Nomear um prédio ou espaço público, seja de qual natureza for, é também um ato de memória. Atentar-se aos nomes que figuram em equipamentos do tipo se configura, então, como um convite para refletir sobre o perfil das figuras históricas cuja lembrança é reforçada de forma oficial no Ceará e em Fortaleza.
Entre os 37 equipamentos culturais geridos pelo Governo do Ceará e pela Prefeitura de Fortaleza — recorte escolhido em levantamento feito pelo Verso —, 14 não levam nomes próprios, seja em alusão a figuras históricas ou santos.
Dos 23 que levam, 20 são batizados a partir de homens: cinco referenciam figuras religiosas, três são reconhecidos como escritores, dois homenageiam o cantor e compositor Belchior e outros três são os que homenageiam mulheres — todos, ressalte-se, ligados à Prefeitura de Fortaleza: Biblioteca Cristina Poeta, Biblioteca Infantil Herbênia Gurgel e Teatro Antonieta Noronha.
A pesquisa feita pela reportagem levou em conta os nomes completos dos equipamentos listados nos sites das secretarias da cultura do Governo do Ceará e da Prefeitura de Fortaleza
Quem são as mulheres que nomeiam equipamentos culturais
Da lista de 27 equipamentos culturais do Governo do Estado, nenhum é batizado em alusão a alguma mulher da história do Ceará. No entanto, espaços internos de alguns deles referenciam artista como a maestrina e regente Izaíra Silvino (1945-2021) — que dá nome ao foyer do TJA — e Henriqueta (1887-1964), Júlia (1889-1978) e Nenzinha Galeno (1918-1989), respectivamente filhas e neta de Juvenal Galeno, que emprestam os nomes a espaços da Casa do escritor.
No Centro Cultural Bom Jardim, também estadual, o espaço da biblioteca é nomeado a partir da líder comunitária e cordelista Cristina Poeta (1974-2017). Além dele, a artista e ativista é, também, uma das três mulheres que batiza um equipamento. Conheça ela e as outras homenageadas.
Cristina Poeta (1974-2017)
═══
◆ Questões de estudo ◆
1) Liste os equipamentos culturais que, segundo o trecho sobre os nomes de equipamentos culturais, homenageiam mulheres.
2) Reescreva em forma de lista, mantendo os fatos principais, o parágrafo do trecho sobre os nomes de equipamentos culturais que começa com "Da lista de 27 equipamentos culturais".
3) Prossiga com o trecho sobre os nomes de equipamentos culturais no Ceará e em Fortaleza a partir do ponto em que ele termina.
Os registros abaixo formam um material à parte, separado do trecho.
═══
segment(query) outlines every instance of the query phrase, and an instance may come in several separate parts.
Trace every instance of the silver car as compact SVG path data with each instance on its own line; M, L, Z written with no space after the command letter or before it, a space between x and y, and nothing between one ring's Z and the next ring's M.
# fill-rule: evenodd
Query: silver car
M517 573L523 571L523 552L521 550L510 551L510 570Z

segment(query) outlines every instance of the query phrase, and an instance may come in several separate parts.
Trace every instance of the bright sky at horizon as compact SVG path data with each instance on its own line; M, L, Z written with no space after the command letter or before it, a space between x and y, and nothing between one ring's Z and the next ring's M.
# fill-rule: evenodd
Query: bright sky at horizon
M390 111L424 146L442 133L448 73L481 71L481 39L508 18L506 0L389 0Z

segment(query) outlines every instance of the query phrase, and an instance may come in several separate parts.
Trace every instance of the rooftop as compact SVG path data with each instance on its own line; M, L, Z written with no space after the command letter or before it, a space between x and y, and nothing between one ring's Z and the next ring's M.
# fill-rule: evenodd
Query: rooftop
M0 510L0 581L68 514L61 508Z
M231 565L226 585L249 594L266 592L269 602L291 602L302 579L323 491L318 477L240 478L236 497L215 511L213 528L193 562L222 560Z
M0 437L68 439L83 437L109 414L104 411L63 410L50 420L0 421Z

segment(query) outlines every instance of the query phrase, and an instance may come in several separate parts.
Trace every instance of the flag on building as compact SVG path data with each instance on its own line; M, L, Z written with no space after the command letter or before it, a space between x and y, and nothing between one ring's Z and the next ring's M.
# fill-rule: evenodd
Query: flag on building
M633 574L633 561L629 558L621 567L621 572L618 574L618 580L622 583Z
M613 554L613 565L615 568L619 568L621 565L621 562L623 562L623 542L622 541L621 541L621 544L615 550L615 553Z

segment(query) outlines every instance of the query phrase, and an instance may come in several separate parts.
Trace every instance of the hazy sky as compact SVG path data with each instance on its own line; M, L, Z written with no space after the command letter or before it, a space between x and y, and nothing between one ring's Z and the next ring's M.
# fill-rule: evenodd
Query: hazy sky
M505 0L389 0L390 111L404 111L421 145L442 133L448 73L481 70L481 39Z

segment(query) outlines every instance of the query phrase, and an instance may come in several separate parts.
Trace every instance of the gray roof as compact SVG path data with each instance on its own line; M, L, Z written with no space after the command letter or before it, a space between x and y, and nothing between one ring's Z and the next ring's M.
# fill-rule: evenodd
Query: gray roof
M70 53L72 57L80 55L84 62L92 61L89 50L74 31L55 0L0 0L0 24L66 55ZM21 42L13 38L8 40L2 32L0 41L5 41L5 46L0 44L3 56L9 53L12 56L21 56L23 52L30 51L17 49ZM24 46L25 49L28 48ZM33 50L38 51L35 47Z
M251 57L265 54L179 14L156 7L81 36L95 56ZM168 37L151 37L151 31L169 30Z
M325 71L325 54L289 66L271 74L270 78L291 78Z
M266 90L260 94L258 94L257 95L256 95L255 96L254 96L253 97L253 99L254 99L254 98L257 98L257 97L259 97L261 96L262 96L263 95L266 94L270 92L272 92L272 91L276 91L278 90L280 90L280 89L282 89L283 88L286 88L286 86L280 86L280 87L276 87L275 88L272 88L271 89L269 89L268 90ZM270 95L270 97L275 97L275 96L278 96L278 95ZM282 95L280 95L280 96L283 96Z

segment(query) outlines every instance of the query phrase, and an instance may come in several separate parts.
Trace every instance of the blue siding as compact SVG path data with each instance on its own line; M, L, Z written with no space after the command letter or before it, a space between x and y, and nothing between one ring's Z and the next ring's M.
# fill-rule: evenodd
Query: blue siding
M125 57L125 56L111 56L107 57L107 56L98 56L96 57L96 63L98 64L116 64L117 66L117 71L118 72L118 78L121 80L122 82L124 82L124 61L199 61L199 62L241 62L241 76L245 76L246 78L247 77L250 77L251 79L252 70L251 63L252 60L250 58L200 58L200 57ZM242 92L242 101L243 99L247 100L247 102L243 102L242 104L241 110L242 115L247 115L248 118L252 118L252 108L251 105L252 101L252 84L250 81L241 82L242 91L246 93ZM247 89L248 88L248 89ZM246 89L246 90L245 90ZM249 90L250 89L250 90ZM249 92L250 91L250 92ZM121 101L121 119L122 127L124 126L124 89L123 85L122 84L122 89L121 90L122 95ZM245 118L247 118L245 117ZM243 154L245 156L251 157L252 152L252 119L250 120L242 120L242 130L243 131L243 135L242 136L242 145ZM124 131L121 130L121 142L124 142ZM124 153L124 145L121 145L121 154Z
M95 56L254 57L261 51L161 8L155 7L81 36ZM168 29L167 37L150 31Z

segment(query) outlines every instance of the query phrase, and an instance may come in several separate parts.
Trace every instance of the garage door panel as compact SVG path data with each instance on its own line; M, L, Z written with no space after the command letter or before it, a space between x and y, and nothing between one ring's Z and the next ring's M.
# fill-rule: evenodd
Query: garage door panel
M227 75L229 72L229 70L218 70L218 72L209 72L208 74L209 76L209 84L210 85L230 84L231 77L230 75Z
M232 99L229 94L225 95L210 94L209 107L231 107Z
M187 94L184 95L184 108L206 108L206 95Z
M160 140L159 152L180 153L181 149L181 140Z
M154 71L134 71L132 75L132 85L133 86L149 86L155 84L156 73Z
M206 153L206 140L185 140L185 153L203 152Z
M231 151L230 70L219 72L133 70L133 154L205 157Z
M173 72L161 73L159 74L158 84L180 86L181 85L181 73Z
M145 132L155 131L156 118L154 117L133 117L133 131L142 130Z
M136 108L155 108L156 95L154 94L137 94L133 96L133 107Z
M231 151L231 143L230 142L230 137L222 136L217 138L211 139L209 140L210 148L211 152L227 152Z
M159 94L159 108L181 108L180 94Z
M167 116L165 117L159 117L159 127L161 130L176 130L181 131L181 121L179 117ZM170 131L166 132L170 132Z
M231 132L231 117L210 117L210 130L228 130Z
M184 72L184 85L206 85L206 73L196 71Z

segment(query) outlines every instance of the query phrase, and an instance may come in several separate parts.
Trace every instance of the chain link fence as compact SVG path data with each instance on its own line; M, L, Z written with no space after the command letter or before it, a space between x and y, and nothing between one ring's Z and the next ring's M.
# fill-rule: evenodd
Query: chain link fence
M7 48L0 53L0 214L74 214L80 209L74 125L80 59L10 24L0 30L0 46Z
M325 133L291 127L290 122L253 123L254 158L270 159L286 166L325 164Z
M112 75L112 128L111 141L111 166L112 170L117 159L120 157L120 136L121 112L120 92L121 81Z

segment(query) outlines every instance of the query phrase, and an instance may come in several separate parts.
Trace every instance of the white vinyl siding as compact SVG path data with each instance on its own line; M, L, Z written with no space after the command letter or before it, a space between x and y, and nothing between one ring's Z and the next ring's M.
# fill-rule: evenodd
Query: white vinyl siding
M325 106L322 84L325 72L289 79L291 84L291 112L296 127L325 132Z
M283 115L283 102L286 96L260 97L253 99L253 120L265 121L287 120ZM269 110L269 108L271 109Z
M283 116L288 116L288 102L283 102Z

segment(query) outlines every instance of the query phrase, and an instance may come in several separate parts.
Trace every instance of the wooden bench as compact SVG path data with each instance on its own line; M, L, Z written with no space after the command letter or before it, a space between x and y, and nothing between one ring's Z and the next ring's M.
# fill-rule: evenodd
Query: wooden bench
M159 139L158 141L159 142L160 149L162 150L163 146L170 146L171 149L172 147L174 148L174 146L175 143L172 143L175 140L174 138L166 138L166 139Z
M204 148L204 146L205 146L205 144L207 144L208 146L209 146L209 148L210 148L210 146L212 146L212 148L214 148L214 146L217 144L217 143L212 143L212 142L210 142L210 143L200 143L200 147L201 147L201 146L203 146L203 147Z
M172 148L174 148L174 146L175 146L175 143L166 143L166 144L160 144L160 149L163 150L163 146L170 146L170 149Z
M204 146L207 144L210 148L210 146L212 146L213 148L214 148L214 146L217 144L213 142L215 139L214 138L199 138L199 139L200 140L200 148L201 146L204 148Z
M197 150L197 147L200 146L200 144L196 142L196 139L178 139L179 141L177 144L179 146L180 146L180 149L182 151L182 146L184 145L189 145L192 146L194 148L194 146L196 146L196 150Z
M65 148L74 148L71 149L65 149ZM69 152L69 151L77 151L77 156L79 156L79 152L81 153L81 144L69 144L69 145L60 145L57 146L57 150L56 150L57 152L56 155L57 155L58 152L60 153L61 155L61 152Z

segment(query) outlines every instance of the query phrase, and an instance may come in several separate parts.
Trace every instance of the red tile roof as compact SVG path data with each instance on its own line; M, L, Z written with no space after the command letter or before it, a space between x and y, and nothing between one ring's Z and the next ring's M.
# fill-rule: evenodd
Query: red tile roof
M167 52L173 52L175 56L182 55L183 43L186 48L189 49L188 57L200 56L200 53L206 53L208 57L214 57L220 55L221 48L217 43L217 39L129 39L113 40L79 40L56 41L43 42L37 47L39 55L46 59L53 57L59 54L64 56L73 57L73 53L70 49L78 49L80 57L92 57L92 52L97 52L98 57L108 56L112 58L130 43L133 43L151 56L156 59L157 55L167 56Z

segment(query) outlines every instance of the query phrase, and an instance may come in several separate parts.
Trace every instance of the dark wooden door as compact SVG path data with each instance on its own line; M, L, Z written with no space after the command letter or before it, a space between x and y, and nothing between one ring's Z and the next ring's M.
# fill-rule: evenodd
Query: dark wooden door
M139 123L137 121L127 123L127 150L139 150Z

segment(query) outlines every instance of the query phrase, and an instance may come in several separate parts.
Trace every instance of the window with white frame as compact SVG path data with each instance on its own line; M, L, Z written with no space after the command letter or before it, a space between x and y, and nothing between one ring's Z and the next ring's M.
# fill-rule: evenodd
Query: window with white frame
═══
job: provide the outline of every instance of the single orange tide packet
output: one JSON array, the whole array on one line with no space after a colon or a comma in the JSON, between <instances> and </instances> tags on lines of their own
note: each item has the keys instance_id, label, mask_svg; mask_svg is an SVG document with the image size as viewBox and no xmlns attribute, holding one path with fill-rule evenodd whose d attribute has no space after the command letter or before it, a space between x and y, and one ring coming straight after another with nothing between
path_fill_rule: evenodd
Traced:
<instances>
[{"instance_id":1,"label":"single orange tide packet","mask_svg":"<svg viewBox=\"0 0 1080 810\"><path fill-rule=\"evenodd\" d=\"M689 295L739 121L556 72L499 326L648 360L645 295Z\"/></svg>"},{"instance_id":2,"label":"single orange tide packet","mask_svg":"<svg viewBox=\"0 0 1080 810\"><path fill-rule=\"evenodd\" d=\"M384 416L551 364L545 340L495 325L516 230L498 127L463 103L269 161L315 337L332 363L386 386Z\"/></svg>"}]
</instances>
═══
◆ Respostas por item ◆
1)
- Biblioteca Cristina Poeta
- Biblioteca Infantil Herbênia Gurgel
- Teatro Antonieta Noronha

2)
- Nenhum dos 27 equipamentos culturais do Governo do Estado leva o nome de uma mulher da história do Ceará.
- Espaços internos de alguns desses equipamentos homenageiam artistas:
  - a maestrina e regente Izaíra Silvino (1945-2021) dá nome ao foyer do TJA;
  - Henriqueta (1887-1964), Júlia (1889-1978) e Nenzinha Galeno (1918-1989), respectivamente filhas e neta de Juvenal Galeno, dão nome a espaços da Casa do escritor.

3)
Natural de Caucaia, a cordelista, líder comunitária e ativista de direitos humanos Cristina Poeta se radicou no bairro Genibaú ainda na infância. A partir da atuação artística e política, ganhou relevância no cenário artístico de Fortaleza. Vítima da violência urbana, ela foi baleada em novembro de 2017 e, após sofrer complicações, faleceu em 5 de dezembro.
Biblioteca Cristina Poeta
Onde: rua Raimundo Ribeiro, 572 - Autran Nunes
Contato: (85) 3452-3891
Herbênia Gurgel (1957-2017)
Nascida em Acopiara, Maria Herbênia Gurgel Costa trabalhou como bibliotecária ao longo da vida, assumindo em 2009 a diretoria da Biblioteca Municipal Dolor Barreira. A profissional também chegou a atuar como Presidente do Conselho de Biblioteconomia do Ceará. Herbênia faleceu em 3 de abril de 2017, em Fortaleza.
Biblioteca Infantil Herbênia Gurgel
Onde: rua 541 E - Conj. Ceará II
Contato: (85) 3259.4370
Antonieta Noronha (1936-2015)
Considerada a "grande dama do teatro cearense", a atriz Antonieta Noronha nasceu em Sobral em 14 de agosto de 1936. Uma das pioneiras das artes cênicas no Estado, a artista se formou no curso de Arte Dramática da Universidade Federal do Ceará em 1964 e atuou em diferentes grupos teatrais. Antonieta faleceu aos 79 anos em 2015, em decorrência de um câncer de mama. O teatro em homenagem à artista foi inaugurado com ela ainda viva, em 2004. Atualmente, o local se encontra fechado após o imóvel — que também acolhe a sede oficial da Secultfor e do Memorial da Resistência — entrar em obras, em março de 2023.
Teatro Antonieta Noronha
Onde: rua Pereira Filgueiras, 4 - Centro
O simbólico do nomear
“A historiografia é um ato permeado por escolhas que passam pela instância das ideologias, das motivações de determinar que algo ou alguém merece ser lembrado na posteridade”, inicia a historiadora e pesquisadora Luiza Helena Amorim, que foca em temas como Patrimônio, História da Arte no Ceará e mulheres artistas.
“Podemos compreender a nomeação de um equipamento cultural como um ato historiográfico, pois sempre vai remeter à imagem de uma personalidade do passado que perdurará no futuro”, segue Luiza.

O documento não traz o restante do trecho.